═══ Selected excerpt

The demolition of the Berlin Wall started 25 years ago today, November 9, 1989. Nine days later, I turned 21, so every minute of my first 21 years except for a week was lived in the bipolar world of the Cold War.

Us versus them. It was served with our breakfast cereal, our school lunches, and the nightly news watched during dinner. The Cold War was a fact, a background noise, a tinnitus-like hum heard 24/7, sometimes from far away and sometimes next door. Its removal seemed to make us aware that it had always been there, how loud it was, and that it had been driving us all insane.

Since 1989, there have been many movies set in post-apocalyptic nightmare futures but by the mid 1980s our movies were starting to entertain the notion of depicting the apocalypse itself; in 1964, “Dr. Strangelove” ends with a sequence of images of mushroom clouds, which is shocking and direct—and very far away. On November 20, 1983, ABC television aired a made-for-TV movie called “The Day After” which graphically depicted the moment of apocalypse. In Kansas. (According to its Wikipedia entry, it remains the highest-rated made-for-TV movie in American television history.

══════
═══ Given material

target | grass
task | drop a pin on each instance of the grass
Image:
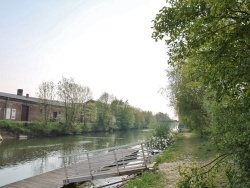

══════

• What the exercise asks:
Please answer these from the Cold War text, one line each:
(a) On what date did the demolition of the Berlin Wall start?
(b) Which 1964 film ends with a sequence of images of mushroom clouds?
(c) Which television network aired "The Day After"?
These lines were taken from a separate source.

• Solution:
(a) November 9, 1989
(b) "Dr. Strangelove"
(c) ABC